=== DOCUMENT EXTRACT ===
--- START ---

Foods to Avoid for Pollen Allergies

If you're allergic to grass pollens, avoid oranges, as they may cause a pollen-like allergic reaction. . IvanMichailovich/Shutterstock

Both the spring and fall bring their own set of allergies. Allergists are having a field day treating patients with hay fever and aversion to ragweed. But horrible puns aside, pollen allergies are no joke.

Up to 70 percent of those with pollen allergies experience unpleasant reactions after eating certain foods. In a food-pollen allergy, the primary problem is the pollen, not the food itself.

When certain fresh fruits, raw vegetables, seeds or nuts are consumed, typically during spring and early fall when inhalant allergies are more common like hay fever, the body's immune system recognizes and essentially mistakes a plant protein in the food for pollen, and this irritant triggers what allergy specialists call a cross-reaction.

--- END ---

=== PROBLEM TO SOLVE ===
Please update the passage on food-pollen allergies between "Both the spring" and "the food itself.", inclusive, so that "ragweed" reads "mugwort".

=== INFORMATION ===
--- START ---

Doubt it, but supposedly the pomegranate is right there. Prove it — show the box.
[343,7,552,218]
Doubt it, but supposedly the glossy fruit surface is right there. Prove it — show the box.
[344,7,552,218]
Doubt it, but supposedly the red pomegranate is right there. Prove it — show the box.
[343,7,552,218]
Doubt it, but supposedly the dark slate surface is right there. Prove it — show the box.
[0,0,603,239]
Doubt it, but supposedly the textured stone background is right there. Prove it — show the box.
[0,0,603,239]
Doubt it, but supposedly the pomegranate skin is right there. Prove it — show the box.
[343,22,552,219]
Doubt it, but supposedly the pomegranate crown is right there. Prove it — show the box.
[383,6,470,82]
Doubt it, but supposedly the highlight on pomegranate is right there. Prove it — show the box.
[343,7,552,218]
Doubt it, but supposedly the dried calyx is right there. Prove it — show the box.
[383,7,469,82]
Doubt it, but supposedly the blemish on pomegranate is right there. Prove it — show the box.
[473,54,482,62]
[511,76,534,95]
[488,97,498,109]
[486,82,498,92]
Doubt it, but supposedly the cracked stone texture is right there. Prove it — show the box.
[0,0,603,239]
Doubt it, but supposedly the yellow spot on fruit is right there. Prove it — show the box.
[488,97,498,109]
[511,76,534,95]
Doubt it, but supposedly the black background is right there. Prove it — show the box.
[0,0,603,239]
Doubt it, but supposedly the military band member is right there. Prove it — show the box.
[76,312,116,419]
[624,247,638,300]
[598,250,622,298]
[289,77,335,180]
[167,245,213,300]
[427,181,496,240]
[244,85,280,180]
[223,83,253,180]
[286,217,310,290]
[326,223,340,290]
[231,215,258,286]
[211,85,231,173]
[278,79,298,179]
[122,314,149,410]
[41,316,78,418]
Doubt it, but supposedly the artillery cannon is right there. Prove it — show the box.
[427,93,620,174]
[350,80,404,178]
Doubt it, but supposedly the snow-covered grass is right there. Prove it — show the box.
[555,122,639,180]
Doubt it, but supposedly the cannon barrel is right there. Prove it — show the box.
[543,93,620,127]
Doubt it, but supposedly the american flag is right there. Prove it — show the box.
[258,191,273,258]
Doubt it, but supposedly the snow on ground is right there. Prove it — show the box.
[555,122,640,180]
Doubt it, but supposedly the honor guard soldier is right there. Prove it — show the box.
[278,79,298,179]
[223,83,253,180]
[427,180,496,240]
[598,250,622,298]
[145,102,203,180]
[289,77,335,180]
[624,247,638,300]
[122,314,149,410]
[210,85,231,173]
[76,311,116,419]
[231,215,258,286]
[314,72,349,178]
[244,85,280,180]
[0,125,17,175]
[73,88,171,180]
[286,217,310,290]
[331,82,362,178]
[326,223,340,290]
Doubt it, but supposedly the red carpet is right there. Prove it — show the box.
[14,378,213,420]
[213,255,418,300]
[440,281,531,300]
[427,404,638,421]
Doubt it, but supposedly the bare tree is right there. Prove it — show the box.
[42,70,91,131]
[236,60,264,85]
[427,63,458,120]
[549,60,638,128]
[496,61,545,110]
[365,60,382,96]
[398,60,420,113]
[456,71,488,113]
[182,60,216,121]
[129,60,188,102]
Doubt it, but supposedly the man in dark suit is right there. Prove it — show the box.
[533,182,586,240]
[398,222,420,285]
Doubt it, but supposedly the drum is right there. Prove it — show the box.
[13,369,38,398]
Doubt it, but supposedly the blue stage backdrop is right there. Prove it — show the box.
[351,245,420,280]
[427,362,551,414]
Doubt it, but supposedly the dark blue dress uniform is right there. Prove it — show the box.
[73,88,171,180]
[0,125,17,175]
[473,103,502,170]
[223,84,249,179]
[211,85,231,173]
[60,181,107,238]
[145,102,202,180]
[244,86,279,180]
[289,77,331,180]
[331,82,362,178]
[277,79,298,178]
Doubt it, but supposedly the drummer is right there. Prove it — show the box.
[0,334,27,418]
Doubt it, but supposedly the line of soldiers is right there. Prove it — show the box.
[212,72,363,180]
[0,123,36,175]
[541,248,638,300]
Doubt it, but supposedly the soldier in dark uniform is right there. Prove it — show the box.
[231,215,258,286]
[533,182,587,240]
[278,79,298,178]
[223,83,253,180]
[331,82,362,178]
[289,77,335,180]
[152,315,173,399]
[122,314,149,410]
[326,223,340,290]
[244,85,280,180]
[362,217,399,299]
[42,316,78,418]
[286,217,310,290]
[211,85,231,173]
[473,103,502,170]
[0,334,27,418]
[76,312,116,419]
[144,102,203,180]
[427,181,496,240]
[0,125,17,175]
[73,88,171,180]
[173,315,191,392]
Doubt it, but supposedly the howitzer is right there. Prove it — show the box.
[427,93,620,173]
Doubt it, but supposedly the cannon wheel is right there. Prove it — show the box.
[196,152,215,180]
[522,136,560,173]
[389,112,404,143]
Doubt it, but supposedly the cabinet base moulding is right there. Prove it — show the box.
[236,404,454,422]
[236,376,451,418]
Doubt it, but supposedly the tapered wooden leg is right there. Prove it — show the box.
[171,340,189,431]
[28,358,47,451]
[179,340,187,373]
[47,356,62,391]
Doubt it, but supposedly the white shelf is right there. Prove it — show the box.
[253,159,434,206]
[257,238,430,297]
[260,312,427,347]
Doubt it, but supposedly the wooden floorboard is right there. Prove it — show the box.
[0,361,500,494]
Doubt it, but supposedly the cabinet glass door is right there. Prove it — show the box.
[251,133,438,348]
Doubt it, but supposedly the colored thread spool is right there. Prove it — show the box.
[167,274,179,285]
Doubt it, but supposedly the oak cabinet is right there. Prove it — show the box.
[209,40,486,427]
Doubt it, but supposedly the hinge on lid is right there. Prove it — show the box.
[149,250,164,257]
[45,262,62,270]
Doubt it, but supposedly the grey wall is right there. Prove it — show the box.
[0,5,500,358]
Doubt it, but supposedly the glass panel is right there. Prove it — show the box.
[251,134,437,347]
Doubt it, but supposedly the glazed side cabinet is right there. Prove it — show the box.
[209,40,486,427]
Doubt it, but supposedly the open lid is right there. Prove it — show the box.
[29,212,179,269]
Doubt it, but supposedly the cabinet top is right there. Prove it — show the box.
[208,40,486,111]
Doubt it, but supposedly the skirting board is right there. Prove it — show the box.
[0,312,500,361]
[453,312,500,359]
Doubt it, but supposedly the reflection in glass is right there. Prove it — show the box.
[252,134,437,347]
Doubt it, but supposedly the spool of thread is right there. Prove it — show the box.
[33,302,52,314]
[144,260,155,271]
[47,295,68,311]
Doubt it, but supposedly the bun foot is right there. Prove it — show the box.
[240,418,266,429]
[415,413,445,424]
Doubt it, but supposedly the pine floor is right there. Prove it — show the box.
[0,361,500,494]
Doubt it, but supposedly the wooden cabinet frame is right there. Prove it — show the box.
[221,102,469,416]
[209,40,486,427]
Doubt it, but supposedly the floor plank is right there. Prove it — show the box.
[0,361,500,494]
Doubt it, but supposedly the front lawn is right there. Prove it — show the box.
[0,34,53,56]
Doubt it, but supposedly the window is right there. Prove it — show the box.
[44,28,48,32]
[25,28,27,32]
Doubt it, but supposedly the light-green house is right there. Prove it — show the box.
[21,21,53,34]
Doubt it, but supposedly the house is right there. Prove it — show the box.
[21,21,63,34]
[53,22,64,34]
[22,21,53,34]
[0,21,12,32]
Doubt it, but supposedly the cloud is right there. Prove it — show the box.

--- END ---

=== ANSWER BOX ===
Both the spring and fall bring their own set of allergies. Allergists are having a field day treating patients with hay fever and aversion to mugwort. But horrible puns aside, pollen allergies are no joke.

Up to 70 percent of those with pollen allergies experience unpleasant reactions after eating certain foods. In a food-pollen allergy, the primary problem is the pollen, not the food itself.